What this task involves
Write out the whole listing without a single alteration.

Dataset excerpts
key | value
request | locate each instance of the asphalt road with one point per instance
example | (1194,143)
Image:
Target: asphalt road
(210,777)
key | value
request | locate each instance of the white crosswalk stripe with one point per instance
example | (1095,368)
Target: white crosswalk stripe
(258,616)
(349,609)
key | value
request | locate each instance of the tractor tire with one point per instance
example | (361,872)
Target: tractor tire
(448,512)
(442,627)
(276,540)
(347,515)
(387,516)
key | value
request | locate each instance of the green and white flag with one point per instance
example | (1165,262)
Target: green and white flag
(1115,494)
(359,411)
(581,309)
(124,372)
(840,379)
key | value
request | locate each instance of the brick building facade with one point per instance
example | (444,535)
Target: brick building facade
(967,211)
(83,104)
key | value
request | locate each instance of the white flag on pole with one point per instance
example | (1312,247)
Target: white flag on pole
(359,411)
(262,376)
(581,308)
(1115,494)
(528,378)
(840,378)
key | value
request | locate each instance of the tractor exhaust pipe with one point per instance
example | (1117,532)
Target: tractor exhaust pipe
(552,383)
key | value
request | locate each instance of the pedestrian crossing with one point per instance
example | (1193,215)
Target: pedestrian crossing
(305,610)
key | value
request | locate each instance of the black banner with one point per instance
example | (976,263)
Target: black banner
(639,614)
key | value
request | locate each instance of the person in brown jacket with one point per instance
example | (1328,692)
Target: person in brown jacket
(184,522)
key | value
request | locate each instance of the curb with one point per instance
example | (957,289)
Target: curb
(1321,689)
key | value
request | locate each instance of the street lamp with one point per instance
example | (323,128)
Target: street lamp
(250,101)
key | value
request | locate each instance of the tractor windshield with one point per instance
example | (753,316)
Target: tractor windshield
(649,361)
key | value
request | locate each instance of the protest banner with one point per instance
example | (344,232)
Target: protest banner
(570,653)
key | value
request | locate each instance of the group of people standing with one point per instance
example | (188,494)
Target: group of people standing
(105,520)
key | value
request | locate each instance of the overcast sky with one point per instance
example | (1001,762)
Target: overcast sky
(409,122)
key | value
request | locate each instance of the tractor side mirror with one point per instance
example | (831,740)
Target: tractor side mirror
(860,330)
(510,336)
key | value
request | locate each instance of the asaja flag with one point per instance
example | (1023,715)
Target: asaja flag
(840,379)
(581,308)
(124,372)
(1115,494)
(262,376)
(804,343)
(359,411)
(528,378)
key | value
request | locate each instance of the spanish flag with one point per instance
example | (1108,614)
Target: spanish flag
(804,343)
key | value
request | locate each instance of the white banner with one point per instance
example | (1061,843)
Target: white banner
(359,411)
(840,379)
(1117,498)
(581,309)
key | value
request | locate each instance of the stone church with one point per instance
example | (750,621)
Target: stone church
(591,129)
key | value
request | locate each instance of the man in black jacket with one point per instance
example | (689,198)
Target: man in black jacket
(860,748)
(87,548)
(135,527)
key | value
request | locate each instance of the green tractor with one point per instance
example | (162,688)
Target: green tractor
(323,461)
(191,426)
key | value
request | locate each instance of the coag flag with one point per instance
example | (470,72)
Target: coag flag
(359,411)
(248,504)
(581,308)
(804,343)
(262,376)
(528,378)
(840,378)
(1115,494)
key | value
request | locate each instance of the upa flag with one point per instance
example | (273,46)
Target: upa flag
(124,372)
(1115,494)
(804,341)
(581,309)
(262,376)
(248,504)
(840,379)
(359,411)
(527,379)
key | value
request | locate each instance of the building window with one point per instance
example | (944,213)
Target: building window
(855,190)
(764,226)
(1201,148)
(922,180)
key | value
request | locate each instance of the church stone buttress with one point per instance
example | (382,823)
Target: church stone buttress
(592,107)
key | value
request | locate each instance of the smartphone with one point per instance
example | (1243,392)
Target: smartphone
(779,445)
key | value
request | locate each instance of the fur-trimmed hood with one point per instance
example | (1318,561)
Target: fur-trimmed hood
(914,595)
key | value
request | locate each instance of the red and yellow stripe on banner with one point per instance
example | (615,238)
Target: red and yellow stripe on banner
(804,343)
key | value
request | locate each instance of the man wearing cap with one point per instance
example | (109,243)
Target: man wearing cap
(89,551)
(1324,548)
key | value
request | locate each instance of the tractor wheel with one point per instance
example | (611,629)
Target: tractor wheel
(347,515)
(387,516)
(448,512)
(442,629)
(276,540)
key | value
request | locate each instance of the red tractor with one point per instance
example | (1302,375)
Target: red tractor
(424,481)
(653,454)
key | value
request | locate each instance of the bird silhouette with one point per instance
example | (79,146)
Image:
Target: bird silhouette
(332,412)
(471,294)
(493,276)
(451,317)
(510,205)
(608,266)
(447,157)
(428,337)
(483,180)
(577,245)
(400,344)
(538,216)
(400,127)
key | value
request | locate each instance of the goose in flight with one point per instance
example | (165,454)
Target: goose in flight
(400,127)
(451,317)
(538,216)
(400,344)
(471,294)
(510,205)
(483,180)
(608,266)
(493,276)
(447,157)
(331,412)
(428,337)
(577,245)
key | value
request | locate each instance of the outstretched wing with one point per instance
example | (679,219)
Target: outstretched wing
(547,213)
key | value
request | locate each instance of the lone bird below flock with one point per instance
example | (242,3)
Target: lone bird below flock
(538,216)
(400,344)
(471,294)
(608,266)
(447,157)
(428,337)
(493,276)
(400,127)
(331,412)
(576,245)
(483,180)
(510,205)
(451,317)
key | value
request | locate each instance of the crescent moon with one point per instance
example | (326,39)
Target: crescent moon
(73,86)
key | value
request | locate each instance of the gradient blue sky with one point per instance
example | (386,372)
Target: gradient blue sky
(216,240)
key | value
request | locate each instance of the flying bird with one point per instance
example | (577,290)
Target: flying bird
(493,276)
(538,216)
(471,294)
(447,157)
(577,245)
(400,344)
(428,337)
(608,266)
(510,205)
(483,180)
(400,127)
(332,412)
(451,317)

Answer to this exercise
key | value
request | locate each instance of the asphalt road with one point per instance
example | (1194,143)
Image:
Target: asphalt road
(210,777)
key | value
request | locate each instance of the white crosswalk stripe with one point per instance
example | (1095,368)
Target: white crosswalk stripe
(258,616)
(349,609)
key | value
request | locate each instance of the tractor tire with one point per instance
example | (361,872)
Target: tractor tire
(448,512)
(442,627)
(276,540)
(347,515)
(387,516)
key | value
request | locate each instance of the green and white flag with one point per instance
example | (1165,262)
Target: green and white flag
(1115,494)
(359,411)
(581,309)
(124,372)
(840,379)
key | value
request | locate each instance of the brick building facade with one point per instance
example | (444,535)
Target: brick building facade
(967,211)
(83,104)
key | value
request | locate each instance of the white flag on pole with one point per instance
example | (1312,247)
Target: white flag on pole
(359,411)
(262,376)
(581,308)
(1115,494)
(528,378)
(840,378)
key | value
request | locate each instance of the tractor exhaust pipe with one point per instance
example | (1117,532)
Target: tractor exhaust pipe
(552,383)
key | value
request | locate each instance of the pedestrian crossing with one point per instance
example | (1193,215)
Target: pedestrian crossing
(305,610)
key | value
request | locate each instance of the black banner with one point per instance
example | (976,263)
Target: black banner
(639,614)
key | value
request | locate each instance of the person in brown jacket with one point per instance
example | (1328,692)
Target: person in brown jacket
(184,522)
key | value
request | locate each instance of the curb with one point per instance
example | (957,289)
Target: curb
(1321,689)
key | value
request | locate each instance of the street lamp with one point per instance
example | (323,128)
Target: street lamp
(250,101)
key | value
request | locate each instance of the tractor windshield with one point per instance
example | (753,316)
Target: tractor windshield
(649,361)
key | value
request | locate each instance of the protest banner with one point per instance
example | (344,232)
Target: protest banner
(570,653)
key | value
request | locate each instance of the group of people standing with one point per instance
example | (188,494)
Target: group of people standing
(105,520)
key | value
request | locate each instance of the overcast sky with one point per instance
example | (1001,762)
Target: overcast sky
(409,122)
key | value
request | locate each instance of the tractor side mirror with one point per instance
example | (831,740)
Target: tractor side mirror
(860,330)
(510,336)
key | value
request | locate each instance of the asaja flag with one point per instance
example | (1023,715)
Target: asaja flag
(840,379)
(581,308)
(124,372)
(1115,494)
(262,376)
(804,343)
(359,411)
(528,378)
key | value
request | locate each instance of the spanish flag with one point per instance
example | (1108,614)
Target: spanish flag
(804,343)
key | value
request | locate each instance of the white banner with one point per instance
example | (1061,843)
Target: white banner
(359,411)
(840,379)
(1117,498)
(581,309)
key | value
request | locate each instance of the stone church with one point per instance
example | (750,621)
Target: stone church
(591,129)
key | value
request | locate each instance of the man in black jacket with one point per instance
example | (689,198)
Target: man in black jacket
(860,748)
(87,548)
(135,527)
key | value
request | locate each instance of the green tractor with one point per instance
example | (162,688)
Target: green tractor
(323,461)
(191,426)
key | value
request | locate each instance of the coag flag with one point per instance
example | (470,72)
Target: coag flag
(359,411)
(248,504)
(581,308)
(804,343)
(262,376)
(528,378)
(840,378)
(1115,494)
key | value
request | locate each instance of the upa flag with one point per instance
example | (273,46)
Target: upa flag
(124,372)
(1115,494)
(804,341)
(581,309)
(262,376)
(248,504)
(840,379)
(359,411)
(527,379)
key | value
request | locate each instance of the building window with one point per instance
example | (944,213)
Target: building window
(855,190)
(764,226)
(1201,148)
(922,180)
key | value
request | locate each instance of the church stone buttress with one point per instance
example | (382,823)
Target: church stone buttress
(592,107)
key | value
request | locate each instance of the smartphone with one point per instance
example | (1243,392)
Target: smartphone
(779,445)
key | value
request | locate each instance of the fur-trimmed hood with one point per instance
example | (1318,561)
Target: fur-trimmed hood
(914,595)
key | value
request | locate each instance of the red and yellow stripe on banner with one point per instance
example | (615,238)
Target: red and yellow stripe on banner
(804,343)
key | value
request | locate each instance of the man wearing cap with one point per instance
example | (109,243)
Target: man wearing cap
(89,551)
(1324,548)
key | value
request | locate each instance of the tractor wheel with one point per instance
example | (611,629)
Target: tractor wheel
(347,515)
(387,516)
(448,512)
(442,629)
(276,540)
key | value
request | locate each instance of the red tractor with one point per instance
example | (1302,375)
Target: red tractor
(424,481)
(653,454)
key | value
request | locate each instance of the bird silhouette with one point per instance
example | (79,146)
Image:
Target: bird silhouette
(332,412)
(471,294)
(493,276)
(451,317)
(510,205)
(608,266)
(447,157)
(428,337)
(483,180)
(577,245)
(400,344)
(538,216)
(400,127)
key | value
request | locate each instance of the goose in flight with one point per instance
example | (165,454)
Target: goose in flight
(400,127)
(451,317)
(538,216)
(400,344)
(471,294)
(510,205)
(483,180)
(608,266)
(493,276)
(447,157)
(331,412)
(428,337)
(577,245)
key | value
request | locate each instance of the outstretched wing with one point per instance
example | (679,219)
Target: outstretched wing
(547,213)
key | value
request | locate each instance of the lone bird below flock with one point per instance
example | (242,3)
Target: lone bird below flock
(538,216)
(400,344)
(471,294)
(608,266)
(447,157)
(428,337)
(493,276)
(400,127)
(331,412)
(576,245)
(483,180)
(510,205)
(451,317)
key | value
request | locate each instance of the crescent moon with one point per instance
example | (326,39)
Target: crescent moon
(73,86)
key | value
request | locate each instance of the gradient blue sky with one point per instance
example | (386,372)
Target: gradient blue sky
(216,240)
key | value
request | locate each instance of the flying bird with one point per instance
example | (577,290)
Target: flying bird
(493,276)
(538,216)
(471,294)
(447,157)
(577,245)
(400,344)
(428,337)
(608,266)
(510,205)
(483,180)
(400,127)
(332,412)
(451,317)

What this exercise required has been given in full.